Task details: Please repeat every entry that follows, keeping each one exactly the same.

━━━━━ Dataset entries

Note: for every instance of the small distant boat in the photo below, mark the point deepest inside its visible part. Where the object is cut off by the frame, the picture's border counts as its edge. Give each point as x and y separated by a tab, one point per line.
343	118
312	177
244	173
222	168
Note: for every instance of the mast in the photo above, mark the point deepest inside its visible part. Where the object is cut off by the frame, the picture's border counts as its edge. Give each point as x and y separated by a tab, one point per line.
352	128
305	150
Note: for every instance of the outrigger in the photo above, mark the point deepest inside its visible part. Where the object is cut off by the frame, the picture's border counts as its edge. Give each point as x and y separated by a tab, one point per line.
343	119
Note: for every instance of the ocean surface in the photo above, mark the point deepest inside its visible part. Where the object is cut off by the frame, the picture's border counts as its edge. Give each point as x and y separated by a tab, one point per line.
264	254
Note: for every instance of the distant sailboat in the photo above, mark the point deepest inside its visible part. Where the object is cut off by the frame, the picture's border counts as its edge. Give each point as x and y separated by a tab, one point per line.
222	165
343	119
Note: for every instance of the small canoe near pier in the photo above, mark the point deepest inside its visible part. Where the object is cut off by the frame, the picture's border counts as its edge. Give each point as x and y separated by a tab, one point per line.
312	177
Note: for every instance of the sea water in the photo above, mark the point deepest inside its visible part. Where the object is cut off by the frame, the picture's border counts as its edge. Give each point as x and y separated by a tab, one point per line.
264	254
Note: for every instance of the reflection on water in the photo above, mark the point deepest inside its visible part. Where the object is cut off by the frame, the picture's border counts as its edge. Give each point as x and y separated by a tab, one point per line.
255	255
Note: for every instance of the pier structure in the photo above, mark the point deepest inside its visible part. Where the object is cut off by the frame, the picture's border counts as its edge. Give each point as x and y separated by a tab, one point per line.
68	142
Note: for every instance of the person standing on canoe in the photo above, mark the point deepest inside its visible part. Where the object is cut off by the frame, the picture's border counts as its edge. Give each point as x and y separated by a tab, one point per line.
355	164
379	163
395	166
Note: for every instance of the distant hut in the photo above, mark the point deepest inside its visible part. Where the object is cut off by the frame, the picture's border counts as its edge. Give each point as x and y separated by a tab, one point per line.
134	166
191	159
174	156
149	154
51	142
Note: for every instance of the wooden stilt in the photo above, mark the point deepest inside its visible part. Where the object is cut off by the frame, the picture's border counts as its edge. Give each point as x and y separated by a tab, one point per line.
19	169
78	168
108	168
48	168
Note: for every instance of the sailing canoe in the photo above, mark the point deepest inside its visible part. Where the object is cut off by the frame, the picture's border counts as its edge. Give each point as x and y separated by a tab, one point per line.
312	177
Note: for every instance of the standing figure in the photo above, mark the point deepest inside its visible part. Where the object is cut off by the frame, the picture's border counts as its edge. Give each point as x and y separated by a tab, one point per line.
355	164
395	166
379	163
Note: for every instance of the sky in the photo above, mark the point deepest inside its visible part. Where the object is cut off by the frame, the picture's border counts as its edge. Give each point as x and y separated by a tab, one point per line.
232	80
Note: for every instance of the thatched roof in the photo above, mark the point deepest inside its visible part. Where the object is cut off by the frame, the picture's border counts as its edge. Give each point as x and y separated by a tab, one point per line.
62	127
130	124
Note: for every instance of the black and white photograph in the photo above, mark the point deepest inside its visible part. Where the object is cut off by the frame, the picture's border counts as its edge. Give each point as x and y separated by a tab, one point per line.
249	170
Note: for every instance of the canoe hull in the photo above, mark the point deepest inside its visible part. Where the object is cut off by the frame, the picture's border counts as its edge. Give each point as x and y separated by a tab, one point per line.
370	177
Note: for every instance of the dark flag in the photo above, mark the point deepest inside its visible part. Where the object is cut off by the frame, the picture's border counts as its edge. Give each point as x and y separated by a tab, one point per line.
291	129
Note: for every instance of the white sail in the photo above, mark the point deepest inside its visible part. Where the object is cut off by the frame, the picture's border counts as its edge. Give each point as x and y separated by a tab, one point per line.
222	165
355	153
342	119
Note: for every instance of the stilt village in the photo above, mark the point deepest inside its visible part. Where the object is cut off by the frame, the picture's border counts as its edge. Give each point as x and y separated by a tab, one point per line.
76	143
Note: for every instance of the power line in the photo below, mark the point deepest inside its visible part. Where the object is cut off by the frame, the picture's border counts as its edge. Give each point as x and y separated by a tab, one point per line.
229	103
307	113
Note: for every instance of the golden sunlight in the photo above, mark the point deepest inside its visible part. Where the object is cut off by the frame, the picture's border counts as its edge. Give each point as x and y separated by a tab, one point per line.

━━━━━━━━━━

Output for this task:
Note: for every instance of the small distant boat in the photo below, mark the point deepest inside its visible part. Where the object is cut off by the frame, the picture's border counts as its edge. Give each point as x and y separated by a tab, one point per line.
343	118
312	177
244	173
222	168
Note: for every instance of the mast in the photo above, mark the point deepest inside its visible part. Where the object is cut off by the frame, the picture's border counts as its edge. Give each point as x and y separated by a tab, one point per line.
352	128
305	150
Note: for every instance of the outrigger in the photo above, mark the point deepest inside its visible part. Where the object is cut off by the frame, the picture's border counts as its edge. Give each point as x and y separated by a tab, one point per line.
343	119
Note: for every instance of the ocean surface in the photo above, mark the point deepest inside its visible part. Where the object is cut off by the frame, the picture's border counts as its edge. Give each point as x and y separated by a tab, one point per line.
264	254
Note: for every instance of the distant sailboat in the photo above, mark the point deepest inside its visible part. Where the object is cut off by the frame, the picture's border counts as its edge. Give each point as x and y separated by a tab, one point per line.
222	165
343	119
Note: for every instance of the small canoe near pier in the photo above, mark the point deepest inside its visible part. Where the object is cut off by the frame, the picture's border counts as its edge. Give each point as x and y separated by a tab, one point per line.
312	177
Note: for every instance of the sea water in the photo above, mark the point deepest inside its visible part. Where the object is cut off by the frame, the picture's border counts as its edge. Give each point as x and y separated by a tab, one point per line.
264	254
Note: for every instance of the reflection on water in the photo above, mark the point deepest inside its visible part. Where the object is cut off by the frame, the picture's border counts as its edge. Give each point as x and y separated by a tab, one point per line.
255	255
Note: for every instance of the pier structure in the photo above, mark the point deepest inside its visible part. Where the object is cut off by the frame, the picture's border counts as its edge. Give each point as x and y separated by a tab, one point per line.
68	142
Note: for every instance of the person standing on canoe in the photo above, mark the point deepest inside its visible part. Where the object is cut off by the frame, the picture's border counts as its edge. Give each point as x and y separated by a tab, one point per line.
355	164
379	163
395	166
Note: for every instance of the distant hut in the photo above, mark the point deepest inside its visible part. Where the object is cut off by the frame, the picture's border counts as its edge. Give each point as x and y separated by a tab, one point per line.
134	166
191	159
174	156
149	154
51	142
Note: for every instance of the wooden stilt in the photo above, mark the point deepest inside its visible part. Where the object is cut off by the frame, the picture's border counts as its edge. Give each point as x and y separated by a tab, one point per line.
19	169
78	168
108	168
48	168
Note: for every instance of the sailing canoe in the photo above, mark the point deepest inside its visible part. Where the object is cut off by the frame, the picture's border counts as its edge. Give each point as x and y separated by a tab, one point per line.
312	177
Note: for every instance of the standing figure in the photo above, mark the point deepest inside its visible part. Where the object is cut off by the frame, the picture's border counts as its edge. Give each point as x and y separated by a tab, one point per line.
355	164
395	166
379	163
Note: for every instance of the sky in the photo above, mark the point deepest inside its visible part. Where the object is cut off by the frame, the picture's border counts as its edge. Give each point as x and y separated by a tab, one point per line.
232	80
Note: for every instance of the thatched roof in the photo above, mark the point deepest inside its visible part. Where the object is cut off by the frame, the picture's border counts as its edge. Give each point as x and y separated by a tab, one point per line.
62	127
130	124
Note: for every instance of the black and white photograph in the photo above, mark the point deepest inside its visible part. Where the object is cut off by the frame, the picture's border counts as its edge. Give each point as x and y separated by a tab, one point per line.
249	170
Note: for every instance of the canoe hull in the photo above, mark the point deepest inside its visible part. Where the object is cut off by the frame, the picture's border counts as its edge. Give each point as x and y separated by a tab, one point per line.
370	177
Note: for every instance of the dark flag in the photo above, mark the point deepest inside its visible part. Where the object is cut off by the frame, the picture's border counts as its edge. Give each point as x and y separated by a tab, one point per line.
291	129
Note: for every instance of the white sail in the photo above, mark the point deepest inside its visible part. Where the object is cut off by the frame, the picture's border counts as its edge. Give each point as x and y separated by a tab, one point per line.
222	165
355	153
342	119
Note: for every instance of the stilt village in the photo above, mark the point deepest inside its visible part. Where the object is cut off by the frame, the picture's border counts as its edge. Give each point as x and y separated by a tab, one point per line.
76	143
Note: for every instance of the power line in the photo below, mark the point deepest inside its visible part. Where the object is cut off by the frame, the picture's border counts as its edge. Give each point as x and y separated by a tab, one point per line.
229	103
307	113
Note: for every instance of the golden sunlight in the photo above, mark the point deepest inside its visible part. Where the object is cut off by the frame, the picture's border counts as its edge. Give each point as x and y separated by a tab, one point per line.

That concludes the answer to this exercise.